* [Stated problem]: Copy the listing word for word, from its first line through the line containing "[104,296,199,379]", including both.

[Region labeling listing]
◇ ◇ ◇ ◇ ◇ ◇ ◇
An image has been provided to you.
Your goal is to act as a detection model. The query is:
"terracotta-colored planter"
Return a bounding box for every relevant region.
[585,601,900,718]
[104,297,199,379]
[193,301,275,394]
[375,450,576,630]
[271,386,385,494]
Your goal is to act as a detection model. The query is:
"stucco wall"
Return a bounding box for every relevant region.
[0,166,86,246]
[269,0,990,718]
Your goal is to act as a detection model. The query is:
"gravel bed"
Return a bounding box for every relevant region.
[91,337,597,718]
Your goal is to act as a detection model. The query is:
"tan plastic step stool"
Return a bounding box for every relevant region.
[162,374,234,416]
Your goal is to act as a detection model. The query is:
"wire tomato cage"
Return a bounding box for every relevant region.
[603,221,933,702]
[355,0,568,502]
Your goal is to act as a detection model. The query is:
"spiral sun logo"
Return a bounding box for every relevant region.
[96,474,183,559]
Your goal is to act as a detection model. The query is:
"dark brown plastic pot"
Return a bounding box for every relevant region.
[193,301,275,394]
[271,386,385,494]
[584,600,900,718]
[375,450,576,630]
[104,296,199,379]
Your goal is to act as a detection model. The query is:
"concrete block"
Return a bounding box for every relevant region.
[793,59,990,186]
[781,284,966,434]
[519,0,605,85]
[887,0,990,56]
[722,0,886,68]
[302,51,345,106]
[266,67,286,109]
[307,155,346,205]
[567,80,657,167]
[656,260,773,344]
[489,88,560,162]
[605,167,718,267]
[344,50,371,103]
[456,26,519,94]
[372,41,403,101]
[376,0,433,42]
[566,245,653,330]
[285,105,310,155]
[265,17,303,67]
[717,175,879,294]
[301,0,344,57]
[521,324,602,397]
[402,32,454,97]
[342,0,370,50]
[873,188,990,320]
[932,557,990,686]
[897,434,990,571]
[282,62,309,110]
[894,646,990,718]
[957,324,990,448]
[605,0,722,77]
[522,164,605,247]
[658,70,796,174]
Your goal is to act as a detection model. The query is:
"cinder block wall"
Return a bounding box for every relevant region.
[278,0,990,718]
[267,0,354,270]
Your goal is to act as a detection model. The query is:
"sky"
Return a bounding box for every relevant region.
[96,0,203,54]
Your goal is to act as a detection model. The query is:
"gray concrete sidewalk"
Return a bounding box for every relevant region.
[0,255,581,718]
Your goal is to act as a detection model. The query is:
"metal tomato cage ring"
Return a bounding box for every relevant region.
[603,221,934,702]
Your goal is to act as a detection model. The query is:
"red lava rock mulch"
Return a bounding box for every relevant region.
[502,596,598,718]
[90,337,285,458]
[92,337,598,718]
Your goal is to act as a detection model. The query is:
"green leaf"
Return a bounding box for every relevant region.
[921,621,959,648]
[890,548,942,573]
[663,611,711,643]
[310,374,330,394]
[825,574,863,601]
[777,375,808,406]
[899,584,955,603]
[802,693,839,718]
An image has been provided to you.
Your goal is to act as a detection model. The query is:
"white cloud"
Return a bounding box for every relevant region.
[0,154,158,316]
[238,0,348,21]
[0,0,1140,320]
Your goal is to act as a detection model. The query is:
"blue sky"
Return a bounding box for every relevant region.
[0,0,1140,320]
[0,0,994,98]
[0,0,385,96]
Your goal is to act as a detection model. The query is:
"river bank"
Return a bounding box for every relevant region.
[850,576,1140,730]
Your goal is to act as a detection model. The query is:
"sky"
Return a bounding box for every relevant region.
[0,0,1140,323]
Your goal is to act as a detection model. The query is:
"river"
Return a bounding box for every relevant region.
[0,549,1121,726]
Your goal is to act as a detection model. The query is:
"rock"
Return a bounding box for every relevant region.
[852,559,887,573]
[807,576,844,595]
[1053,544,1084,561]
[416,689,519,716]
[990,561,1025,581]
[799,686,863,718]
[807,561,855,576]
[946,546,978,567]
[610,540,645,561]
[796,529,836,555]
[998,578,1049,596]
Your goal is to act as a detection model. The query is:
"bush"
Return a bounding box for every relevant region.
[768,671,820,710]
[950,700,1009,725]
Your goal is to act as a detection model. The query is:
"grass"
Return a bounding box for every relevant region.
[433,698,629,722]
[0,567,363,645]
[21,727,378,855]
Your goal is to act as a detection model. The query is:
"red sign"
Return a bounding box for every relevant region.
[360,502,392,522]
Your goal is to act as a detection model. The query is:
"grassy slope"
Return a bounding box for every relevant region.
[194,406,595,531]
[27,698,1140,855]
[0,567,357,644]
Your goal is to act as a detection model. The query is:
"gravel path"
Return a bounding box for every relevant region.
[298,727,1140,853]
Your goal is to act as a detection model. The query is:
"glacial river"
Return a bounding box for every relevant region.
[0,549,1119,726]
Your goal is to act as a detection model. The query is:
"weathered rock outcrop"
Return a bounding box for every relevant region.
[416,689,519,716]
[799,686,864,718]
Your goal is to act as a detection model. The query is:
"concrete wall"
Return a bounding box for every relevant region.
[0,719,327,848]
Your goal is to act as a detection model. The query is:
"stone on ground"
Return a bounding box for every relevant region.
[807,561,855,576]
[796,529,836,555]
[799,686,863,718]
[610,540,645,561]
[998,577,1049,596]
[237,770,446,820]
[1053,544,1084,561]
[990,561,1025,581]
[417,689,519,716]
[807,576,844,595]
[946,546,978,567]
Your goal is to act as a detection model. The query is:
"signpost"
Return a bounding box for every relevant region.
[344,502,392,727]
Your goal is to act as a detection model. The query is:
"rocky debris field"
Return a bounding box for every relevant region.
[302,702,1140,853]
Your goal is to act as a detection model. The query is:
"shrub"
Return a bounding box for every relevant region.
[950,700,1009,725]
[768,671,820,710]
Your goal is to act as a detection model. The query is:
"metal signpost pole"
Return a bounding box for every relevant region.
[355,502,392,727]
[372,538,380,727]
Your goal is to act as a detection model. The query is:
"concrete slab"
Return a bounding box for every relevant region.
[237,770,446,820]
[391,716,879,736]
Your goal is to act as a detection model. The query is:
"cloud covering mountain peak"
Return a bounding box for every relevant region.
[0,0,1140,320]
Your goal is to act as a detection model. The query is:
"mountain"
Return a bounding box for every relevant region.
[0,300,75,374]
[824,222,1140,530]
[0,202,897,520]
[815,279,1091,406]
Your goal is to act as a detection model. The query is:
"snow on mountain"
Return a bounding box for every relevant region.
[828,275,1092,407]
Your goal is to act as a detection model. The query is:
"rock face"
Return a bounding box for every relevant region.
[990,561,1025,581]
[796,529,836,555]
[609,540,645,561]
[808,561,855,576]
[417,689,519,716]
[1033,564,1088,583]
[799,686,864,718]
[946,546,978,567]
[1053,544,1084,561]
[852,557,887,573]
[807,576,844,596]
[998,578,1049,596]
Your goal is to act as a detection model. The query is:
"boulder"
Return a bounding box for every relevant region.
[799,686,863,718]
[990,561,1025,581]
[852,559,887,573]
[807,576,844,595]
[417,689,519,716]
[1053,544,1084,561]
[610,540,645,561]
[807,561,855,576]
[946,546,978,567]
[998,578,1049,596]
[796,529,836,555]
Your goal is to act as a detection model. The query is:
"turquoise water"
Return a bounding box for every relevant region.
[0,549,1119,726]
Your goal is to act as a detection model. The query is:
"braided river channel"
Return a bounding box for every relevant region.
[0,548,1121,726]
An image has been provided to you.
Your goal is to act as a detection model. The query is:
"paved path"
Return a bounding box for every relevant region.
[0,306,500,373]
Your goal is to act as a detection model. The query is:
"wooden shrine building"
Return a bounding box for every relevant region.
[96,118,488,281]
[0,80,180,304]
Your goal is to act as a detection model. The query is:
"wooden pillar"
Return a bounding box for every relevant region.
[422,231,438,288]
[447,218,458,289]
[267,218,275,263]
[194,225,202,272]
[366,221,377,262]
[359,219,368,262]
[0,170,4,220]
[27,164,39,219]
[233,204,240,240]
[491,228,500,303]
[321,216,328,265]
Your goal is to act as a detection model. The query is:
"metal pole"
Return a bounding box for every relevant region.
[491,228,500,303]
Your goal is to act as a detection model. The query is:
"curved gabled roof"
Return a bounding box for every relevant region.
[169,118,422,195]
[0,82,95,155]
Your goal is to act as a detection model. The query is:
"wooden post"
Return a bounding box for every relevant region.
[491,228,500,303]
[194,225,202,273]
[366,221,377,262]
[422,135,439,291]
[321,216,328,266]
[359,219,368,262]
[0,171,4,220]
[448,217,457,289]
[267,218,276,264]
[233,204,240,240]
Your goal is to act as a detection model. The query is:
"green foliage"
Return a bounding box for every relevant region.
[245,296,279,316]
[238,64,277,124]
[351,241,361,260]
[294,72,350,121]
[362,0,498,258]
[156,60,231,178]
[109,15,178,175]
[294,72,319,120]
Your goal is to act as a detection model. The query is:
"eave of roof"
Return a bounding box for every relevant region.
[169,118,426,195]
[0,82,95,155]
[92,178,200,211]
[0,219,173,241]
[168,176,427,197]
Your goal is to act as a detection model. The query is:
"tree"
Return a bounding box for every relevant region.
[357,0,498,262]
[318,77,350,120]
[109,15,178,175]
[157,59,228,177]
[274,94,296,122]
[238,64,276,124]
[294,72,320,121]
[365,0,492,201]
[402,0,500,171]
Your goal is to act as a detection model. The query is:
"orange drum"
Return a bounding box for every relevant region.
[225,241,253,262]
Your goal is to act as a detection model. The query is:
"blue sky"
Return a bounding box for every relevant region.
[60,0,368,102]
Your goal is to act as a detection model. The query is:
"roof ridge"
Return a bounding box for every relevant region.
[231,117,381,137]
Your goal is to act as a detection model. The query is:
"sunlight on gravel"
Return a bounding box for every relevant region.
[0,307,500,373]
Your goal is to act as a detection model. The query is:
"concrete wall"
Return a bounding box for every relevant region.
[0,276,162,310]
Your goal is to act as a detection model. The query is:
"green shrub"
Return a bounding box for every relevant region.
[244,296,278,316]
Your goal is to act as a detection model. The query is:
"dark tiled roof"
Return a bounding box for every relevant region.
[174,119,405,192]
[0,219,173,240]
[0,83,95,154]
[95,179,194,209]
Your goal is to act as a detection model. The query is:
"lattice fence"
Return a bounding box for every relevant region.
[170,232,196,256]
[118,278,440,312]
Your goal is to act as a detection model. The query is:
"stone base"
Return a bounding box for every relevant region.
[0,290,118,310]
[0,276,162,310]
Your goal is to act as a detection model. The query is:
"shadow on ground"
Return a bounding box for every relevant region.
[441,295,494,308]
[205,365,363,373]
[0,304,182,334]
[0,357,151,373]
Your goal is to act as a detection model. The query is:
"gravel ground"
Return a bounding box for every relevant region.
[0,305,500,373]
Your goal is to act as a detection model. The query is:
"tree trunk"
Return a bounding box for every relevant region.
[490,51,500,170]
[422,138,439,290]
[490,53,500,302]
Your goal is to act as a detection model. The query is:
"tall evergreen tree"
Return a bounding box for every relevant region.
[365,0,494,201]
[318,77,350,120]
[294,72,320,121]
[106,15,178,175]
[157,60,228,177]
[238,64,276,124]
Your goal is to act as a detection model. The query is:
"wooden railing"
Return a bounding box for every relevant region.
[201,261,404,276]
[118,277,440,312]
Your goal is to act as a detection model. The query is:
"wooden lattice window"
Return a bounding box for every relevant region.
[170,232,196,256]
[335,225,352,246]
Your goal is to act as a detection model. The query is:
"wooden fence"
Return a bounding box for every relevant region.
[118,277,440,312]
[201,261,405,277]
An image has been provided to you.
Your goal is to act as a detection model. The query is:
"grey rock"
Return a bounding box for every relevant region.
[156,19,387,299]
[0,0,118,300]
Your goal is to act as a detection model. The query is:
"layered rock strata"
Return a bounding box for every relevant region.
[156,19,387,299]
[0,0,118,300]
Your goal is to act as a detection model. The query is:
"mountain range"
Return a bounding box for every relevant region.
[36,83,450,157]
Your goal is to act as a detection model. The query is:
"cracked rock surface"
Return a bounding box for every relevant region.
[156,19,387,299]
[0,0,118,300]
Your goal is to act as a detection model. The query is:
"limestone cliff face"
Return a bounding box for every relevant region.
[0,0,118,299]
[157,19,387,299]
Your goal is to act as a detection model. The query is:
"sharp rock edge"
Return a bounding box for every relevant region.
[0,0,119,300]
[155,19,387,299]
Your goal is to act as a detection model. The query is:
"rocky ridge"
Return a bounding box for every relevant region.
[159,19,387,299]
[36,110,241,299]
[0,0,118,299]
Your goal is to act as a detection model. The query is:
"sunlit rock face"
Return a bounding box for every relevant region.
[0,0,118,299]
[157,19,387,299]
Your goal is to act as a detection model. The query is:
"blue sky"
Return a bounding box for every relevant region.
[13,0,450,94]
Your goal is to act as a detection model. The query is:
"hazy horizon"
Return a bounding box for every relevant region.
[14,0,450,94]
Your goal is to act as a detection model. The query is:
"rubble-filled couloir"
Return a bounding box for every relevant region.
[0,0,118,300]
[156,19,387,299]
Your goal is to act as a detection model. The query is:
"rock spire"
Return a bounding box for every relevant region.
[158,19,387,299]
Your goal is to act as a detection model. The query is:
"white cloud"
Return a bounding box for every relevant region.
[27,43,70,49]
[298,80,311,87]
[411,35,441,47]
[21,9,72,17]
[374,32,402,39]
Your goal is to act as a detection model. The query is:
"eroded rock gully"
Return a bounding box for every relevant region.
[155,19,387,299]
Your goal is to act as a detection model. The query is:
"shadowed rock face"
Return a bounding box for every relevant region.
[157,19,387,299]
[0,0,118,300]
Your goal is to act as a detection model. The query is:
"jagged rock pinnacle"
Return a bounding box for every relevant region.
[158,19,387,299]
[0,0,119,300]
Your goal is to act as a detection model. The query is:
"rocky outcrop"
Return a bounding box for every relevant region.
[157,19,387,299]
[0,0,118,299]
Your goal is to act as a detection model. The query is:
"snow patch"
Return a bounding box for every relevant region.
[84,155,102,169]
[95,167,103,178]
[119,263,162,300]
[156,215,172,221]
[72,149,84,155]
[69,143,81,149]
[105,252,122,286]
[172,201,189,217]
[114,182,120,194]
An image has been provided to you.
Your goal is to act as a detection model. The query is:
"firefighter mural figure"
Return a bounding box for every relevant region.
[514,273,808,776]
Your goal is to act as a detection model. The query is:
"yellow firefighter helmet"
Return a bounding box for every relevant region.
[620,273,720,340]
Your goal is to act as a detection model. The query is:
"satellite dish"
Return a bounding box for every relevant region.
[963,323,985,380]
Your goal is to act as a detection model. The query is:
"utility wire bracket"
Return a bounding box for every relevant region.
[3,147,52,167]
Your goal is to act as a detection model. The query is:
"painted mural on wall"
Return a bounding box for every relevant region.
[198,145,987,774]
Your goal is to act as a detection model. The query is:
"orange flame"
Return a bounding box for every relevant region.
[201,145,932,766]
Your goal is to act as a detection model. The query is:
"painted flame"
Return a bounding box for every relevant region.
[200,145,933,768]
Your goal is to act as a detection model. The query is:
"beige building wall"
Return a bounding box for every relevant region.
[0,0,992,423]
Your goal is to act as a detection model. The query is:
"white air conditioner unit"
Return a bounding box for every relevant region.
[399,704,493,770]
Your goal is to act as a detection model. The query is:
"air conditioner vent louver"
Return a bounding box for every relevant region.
◇ ◇ ◇ ◇ ◇ ◇ ◇
* [Solution for this problem]:
An image has been provided to you.
Your goal is to act as a detection model. The query is:
"terracotta-colored planter"
Return a bounding box for every relevant region.
[585,601,900,718]
[104,297,199,379]
[193,301,275,394]
[375,450,576,630]
[271,386,385,494]
Your goal is to act as a detection model. The query is:
"stucco wall"
Return a bounding box for every relevant region.
[0,166,86,246]
[269,0,990,718]
Your goal is to act as a detection model. The query is:
"gravel bed"
Return a bounding box for every relevant region.
[91,337,597,718]
Your goal is to act as a detection model. The query is:
"tan plastic step stool"
Return a bounding box for every relevant region.
[162,374,234,416]
Your goal is to act as a detection model. The query is:
"wire tomato cage"
Return a bounding box for every relevant region.
[603,221,933,702]
[355,0,568,502]
Your goal is to act as a detection model. The query is:
"spiral sun logo"
Return a bounding box for every relevant region.
[96,474,183,559]
Your goal is to act as a detection model. The query is:
"dark brown plastic pot"
Return a bounding box for every relevant region.
[193,301,275,394]
[271,386,385,494]
[584,600,900,718]
[375,450,576,630]
[104,296,199,379]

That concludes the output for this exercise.